REQUIREMENT: Copy the listing below in full and skip every picture.

___ DATA PROVIDED ___

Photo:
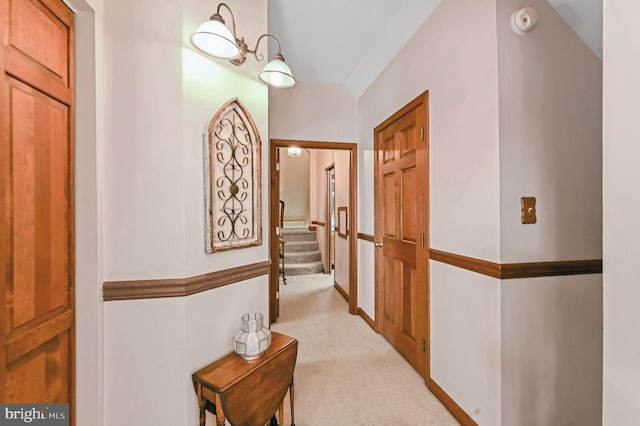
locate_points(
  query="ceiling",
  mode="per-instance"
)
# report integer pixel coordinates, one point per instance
(350, 42)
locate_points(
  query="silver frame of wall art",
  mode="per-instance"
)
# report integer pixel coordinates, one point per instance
(232, 157)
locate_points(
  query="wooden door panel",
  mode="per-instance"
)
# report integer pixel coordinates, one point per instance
(389, 153)
(390, 192)
(408, 188)
(40, 206)
(409, 303)
(36, 376)
(401, 200)
(40, 35)
(36, 195)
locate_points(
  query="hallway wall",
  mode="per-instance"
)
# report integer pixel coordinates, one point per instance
(159, 96)
(550, 91)
(460, 72)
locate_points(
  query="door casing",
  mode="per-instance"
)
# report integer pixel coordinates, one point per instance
(274, 197)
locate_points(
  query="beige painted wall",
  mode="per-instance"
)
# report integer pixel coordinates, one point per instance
(89, 197)
(621, 212)
(154, 206)
(313, 111)
(454, 56)
(550, 85)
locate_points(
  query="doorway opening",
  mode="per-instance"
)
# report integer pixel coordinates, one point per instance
(322, 218)
(330, 229)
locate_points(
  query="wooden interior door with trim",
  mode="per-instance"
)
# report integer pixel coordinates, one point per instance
(401, 222)
(36, 203)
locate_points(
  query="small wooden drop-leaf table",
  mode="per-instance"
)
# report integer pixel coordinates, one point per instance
(248, 393)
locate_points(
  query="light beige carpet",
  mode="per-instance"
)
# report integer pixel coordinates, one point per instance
(347, 374)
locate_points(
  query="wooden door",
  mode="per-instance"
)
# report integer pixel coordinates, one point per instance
(401, 220)
(36, 203)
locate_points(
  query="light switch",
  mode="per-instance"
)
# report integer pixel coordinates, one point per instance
(528, 206)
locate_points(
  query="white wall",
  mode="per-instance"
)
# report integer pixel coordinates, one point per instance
(89, 193)
(159, 97)
(550, 85)
(552, 350)
(313, 112)
(621, 212)
(454, 56)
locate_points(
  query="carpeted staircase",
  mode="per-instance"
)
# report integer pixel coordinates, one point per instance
(301, 254)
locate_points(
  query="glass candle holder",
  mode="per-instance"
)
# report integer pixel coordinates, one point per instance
(253, 339)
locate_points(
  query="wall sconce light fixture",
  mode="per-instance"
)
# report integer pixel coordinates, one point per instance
(294, 151)
(523, 20)
(215, 39)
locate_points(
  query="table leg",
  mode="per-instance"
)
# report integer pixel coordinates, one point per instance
(293, 423)
(219, 414)
(201, 404)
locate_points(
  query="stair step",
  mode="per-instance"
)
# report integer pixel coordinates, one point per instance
(300, 246)
(301, 257)
(303, 268)
(298, 235)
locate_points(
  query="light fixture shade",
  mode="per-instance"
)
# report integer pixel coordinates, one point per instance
(277, 74)
(294, 151)
(215, 39)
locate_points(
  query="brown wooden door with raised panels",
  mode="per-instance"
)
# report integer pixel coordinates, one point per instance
(36, 203)
(401, 201)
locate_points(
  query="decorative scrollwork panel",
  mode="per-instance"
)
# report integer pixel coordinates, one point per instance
(232, 180)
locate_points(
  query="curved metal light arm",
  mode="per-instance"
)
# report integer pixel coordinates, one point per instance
(233, 19)
(259, 56)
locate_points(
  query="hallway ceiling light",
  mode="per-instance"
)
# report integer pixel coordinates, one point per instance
(294, 151)
(214, 38)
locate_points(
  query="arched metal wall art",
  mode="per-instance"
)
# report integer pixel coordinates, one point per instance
(232, 179)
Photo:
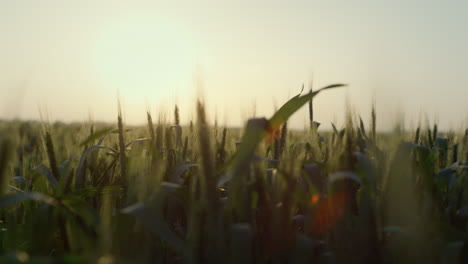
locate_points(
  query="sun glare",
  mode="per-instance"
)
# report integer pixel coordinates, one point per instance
(144, 57)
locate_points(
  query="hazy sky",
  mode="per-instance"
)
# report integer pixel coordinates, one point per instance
(72, 58)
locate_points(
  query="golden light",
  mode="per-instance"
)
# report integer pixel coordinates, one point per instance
(144, 56)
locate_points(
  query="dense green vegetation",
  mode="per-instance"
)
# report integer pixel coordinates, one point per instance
(90, 193)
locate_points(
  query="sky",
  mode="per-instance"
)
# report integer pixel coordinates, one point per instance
(71, 60)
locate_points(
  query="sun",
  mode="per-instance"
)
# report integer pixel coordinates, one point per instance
(144, 56)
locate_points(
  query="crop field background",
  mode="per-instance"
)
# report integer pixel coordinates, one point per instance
(202, 193)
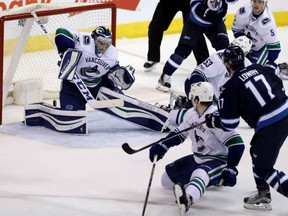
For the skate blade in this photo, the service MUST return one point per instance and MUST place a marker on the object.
(260, 206)
(179, 193)
(162, 88)
(150, 69)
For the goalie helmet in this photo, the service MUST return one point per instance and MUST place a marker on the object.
(258, 6)
(243, 42)
(234, 56)
(103, 39)
(203, 90)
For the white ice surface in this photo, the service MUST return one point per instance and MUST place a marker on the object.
(44, 173)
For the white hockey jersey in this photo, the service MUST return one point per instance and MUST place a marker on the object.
(215, 71)
(92, 68)
(207, 143)
(262, 30)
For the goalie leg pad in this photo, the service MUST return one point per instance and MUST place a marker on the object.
(135, 111)
(42, 114)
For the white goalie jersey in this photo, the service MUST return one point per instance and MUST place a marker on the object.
(262, 30)
(207, 143)
(91, 68)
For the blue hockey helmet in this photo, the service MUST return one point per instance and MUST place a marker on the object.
(103, 39)
(234, 56)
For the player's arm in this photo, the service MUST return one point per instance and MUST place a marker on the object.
(236, 148)
(161, 148)
(237, 26)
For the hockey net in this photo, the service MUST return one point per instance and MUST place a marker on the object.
(27, 53)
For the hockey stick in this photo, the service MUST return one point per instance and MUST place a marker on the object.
(129, 150)
(95, 104)
(149, 185)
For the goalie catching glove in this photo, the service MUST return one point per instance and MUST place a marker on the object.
(122, 77)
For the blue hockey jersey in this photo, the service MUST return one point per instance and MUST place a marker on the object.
(254, 93)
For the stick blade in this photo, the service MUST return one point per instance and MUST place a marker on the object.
(127, 148)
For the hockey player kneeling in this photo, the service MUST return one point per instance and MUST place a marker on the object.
(91, 73)
(215, 153)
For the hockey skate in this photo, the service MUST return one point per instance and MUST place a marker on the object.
(183, 201)
(283, 70)
(259, 200)
(164, 83)
(149, 66)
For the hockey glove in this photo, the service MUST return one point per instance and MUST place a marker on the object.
(228, 176)
(271, 65)
(159, 150)
(213, 120)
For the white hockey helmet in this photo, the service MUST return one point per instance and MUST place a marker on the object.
(258, 11)
(203, 90)
(243, 42)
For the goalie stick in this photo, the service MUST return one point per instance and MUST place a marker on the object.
(129, 150)
(149, 184)
(95, 104)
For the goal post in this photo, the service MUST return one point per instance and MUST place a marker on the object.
(27, 52)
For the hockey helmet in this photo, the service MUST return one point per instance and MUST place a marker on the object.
(103, 39)
(234, 56)
(256, 9)
(243, 42)
(203, 90)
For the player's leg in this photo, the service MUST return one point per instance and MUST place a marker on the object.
(161, 20)
(191, 33)
(264, 152)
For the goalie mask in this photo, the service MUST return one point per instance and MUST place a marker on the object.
(103, 39)
(214, 4)
(203, 90)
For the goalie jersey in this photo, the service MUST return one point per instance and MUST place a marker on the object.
(91, 68)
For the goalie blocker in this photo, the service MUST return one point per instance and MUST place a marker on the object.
(43, 114)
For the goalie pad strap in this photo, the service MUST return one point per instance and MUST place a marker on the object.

___

ANSWER TO THE TASK:
Photo:
locate_points(
  query="ceiling",
  mode="per-instance"
)
# report integer pixel coordinates, one point per instance
(350, 42)
locate_points(
  query="silver frame of wall art",
  mode="per-instance"
)
# report integer pixel coordinates, one point per instance
(232, 157)
locate_points(
  query="wooden door panel",
  mode="per-instance"
)
# report integer pixel coordinates, one point per instance
(389, 153)
(390, 192)
(408, 188)
(40, 206)
(409, 303)
(36, 376)
(401, 200)
(40, 35)
(36, 195)
locate_points(
  query="hallway wall",
  mode="per-instance"
)
# report integer pixel coordinates, one point per instance
(159, 96)
(550, 91)
(460, 72)
locate_points(
  query="door casing",
  mode="per-instance"
)
# report integer pixel coordinates, one point per instance
(274, 197)
locate_points(
  query="beige painted wall",
  mode="per-instance"
)
# report integer pixel coordinates, one point per instance
(89, 197)
(621, 212)
(154, 206)
(313, 111)
(454, 56)
(550, 85)
locate_points(
  query="doorway opening",
  mode="per-instance"
)
# report integer pixel coordinates, one point per instance
(322, 218)
(330, 229)
locate_points(
  query="wooden interior door with trim",
  mode="per-instance"
)
# report integer pixel coordinates, one point per instance
(401, 222)
(36, 203)
locate_points(
  query="small wooden drop-leaf table",
  mode="per-instance"
)
# report integer pixel coordinates, one point per instance
(248, 393)
locate_points(
  query="light beige carpet",
  mode="per-instance"
)
# report integer pixel coordinates, one point per instance
(347, 374)
locate_points(
  query="wooden door",
  mode="per-instance"
)
# report integer pixel coordinates, one point per instance
(401, 220)
(36, 203)
locate_points(
  query="light switch",
  mode="per-instance"
)
# report integer pixel coordinates, one point per instance
(528, 206)
locate_points(
  query="white wall",
  mode="per-instance"
)
# report integer pixel coordinates, one point per instance
(89, 193)
(159, 97)
(550, 85)
(552, 350)
(313, 112)
(621, 212)
(454, 56)
locate_points(
  query="carpeted staircase",
  mode="per-instance"
)
# report integer pixel coordinates, one point per instance
(301, 254)
locate_points(
  query="glass candle holder",
  mode="per-instance"
)
# report integer pixel coordinates, one point per instance
(253, 339)
locate_points(
  query="wall sconce light fixture",
  mode="per-instance"
)
# report integer pixel coordinates, one point per instance
(294, 151)
(523, 20)
(215, 39)
locate_points(
  query="table leg",
  mode="per-instance"
)
# report integer pixel coordinates, one point per instance
(293, 423)
(219, 414)
(201, 404)
locate_points(
  query="stair step",
  mode="per-instance"
)
# report integer pixel coordinates, one point per instance
(300, 246)
(301, 257)
(303, 268)
(298, 235)
locate_points(
  query="light fixture shade",
  mode="per-instance"
)
# report integer pixel coordinates, one point per instance
(277, 74)
(294, 151)
(215, 39)
locate_points(
  query="brown wooden door with raised panels",
  mode="per-instance"
)
# report integer pixel coordinates, one point per instance
(36, 203)
(401, 201)
locate_points(
  query="decorative scrollwork panel",
  mode="per-instance"
)
# report integer pixel coordinates, one point per instance
(232, 180)
locate_points(
  query="curved metal light arm",
  mode="per-instance"
)
# report integer pixel coordinates, one point per instance
(233, 19)
(259, 56)
locate_points(
  query="hallway ceiling light",
  mode="per-instance"
)
# report integer pixel coordinates, one point per instance
(294, 151)
(214, 38)
locate_points(
  query="arched metal wall art",
  mode="per-instance"
)
# report integer pixel coordinates, one point per instance
(232, 179)
Photo:
locate_points(
  query="sun glare",
  mode="per-instance"
)
# report integer pixel coordinates, one point per instance
(144, 57)
locate_points(
  query="hazy sky",
  mode="per-instance"
)
# report integer pixel coordinates, one point per instance
(72, 58)
locate_points(
  query="golden light",
  mode="per-instance"
)
# report integer pixel coordinates, one point per instance
(144, 56)
locate_points(
  query="dense green vegetation",
  mode="per-instance"
)
# report integer pixel coordinates, one point per instance
(90, 193)
locate_points(
  query="sky",
  mode="per-instance"
)
# report integer pixel coordinates, one point per instance
(71, 60)
locate_points(
  query="sun",
  mode="per-instance"
)
# report integer pixel coordinates, one point per instance
(144, 56)
locate_points(
  query="crop field background",
  mode="per-instance"
)
# report integer pixel coordinates, one point per instance
(202, 193)
For the skate blade in this photo, the service MUST return one point per instance and MUST place a marker on the object.
(260, 206)
(179, 193)
(162, 88)
(150, 69)
For the goalie helmet in this photo, the service MUST return one point per instance and MUST place a marker on the object.
(258, 6)
(243, 42)
(234, 56)
(103, 39)
(203, 90)
For the white ice surface in this photo, the service MUST return one point per instance and MUST place a marker on the object.
(44, 173)
For the white hockey jersey in this photo, the service MUST return one point per instance and MUST place a marker on the object.
(215, 71)
(92, 68)
(207, 143)
(262, 30)
For the goalie leg pad in this photo, the service MUST return one point per instance and MUST place a marker on the object.
(135, 111)
(42, 114)
For the white goalie jersey in this photo, the service MUST return one point per instance and MUST place a marker on the object.
(262, 30)
(207, 143)
(91, 68)
For the blue hockey helmet in this photo, the service MUST return one point per instance and MUST place a marker on the object.
(103, 39)
(234, 56)
For the player's arm in this photo, the service MUST return one point per instance and MUST place a marker on the object.
(236, 148)
(161, 148)
(237, 26)
For the hockey net in this photo, the service MUST return one point per instance and MUST place a marker on the object.
(27, 53)
For the hockey stick in this photo, the service MUST return one point per instance and MUST place a marker on the object.
(129, 150)
(95, 104)
(149, 185)
For the goalie catching glove in this photo, the service MUST return one point per instance and MUST place a marker on the object.
(122, 77)
For the blue hockey jersey in this photo, the service MUST return one point per instance and MUST place a marker on the object.
(254, 93)
For the stick blade in this photo, the service MUST return one point per instance and MUST place a marker on the object.
(127, 148)
For the hockey player kneeling in this photo, the service MUST return one point per instance and MUST place a marker on the object.
(91, 73)
(215, 153)
For the hockey skate in this photo, the service MUST return one point per instance and MUST place a marker on the object.
(183, 201)
(283, 70)
(259, 200)
(164, 83)
(149, 66)
For the hockey glove in this photo, the service MUST return one point per instance and MUST place a marker on the object.
(228, 176)
(271, 65)
(159, 150)
(213, 120)
For the white hockey helmet in this photo, the service MUST return one point per instance and MUST place a marker on the object.
(258, 11)
(203, 90)
(243, 42)
For the goalie stick in this photo, the service MUST return one point per instance and MUST place a marker on the object.
(129, 150)
(149, 184)
(95, 104)
For the goal post in this photo, the service MUST return one point per instance and MUST place a marker on the object.
(27, 52)
For the hockey helmet in this photo, the service MUST return one point per instance and MUST place a marker on the object.
(103, 39)
(234, 56)
(256, 9)
(243, 42)
(203, 90)
For the player's leg in this photo, the service MUST return one point per instance and MUST place a marker on the object.
(161, 20)
(191, 33)
(264, 152)
For the goalie mask in this photo, the service MUST return one point per instance and MUST place a marker on the object.
(103, 39)
(214, 4)
(203, 90)
For the goalie jersey in this photo, the service MUST return one point per instance and MUST place a marker on the object.
(91, 68)
For the goalie blocker in this photo, the service MUST return one point per instance and MUST place a marker on the object.
(43, 114)
For the goalie pad strap in this photo, the service MUST return one point per instance and MUST place a marker on the object.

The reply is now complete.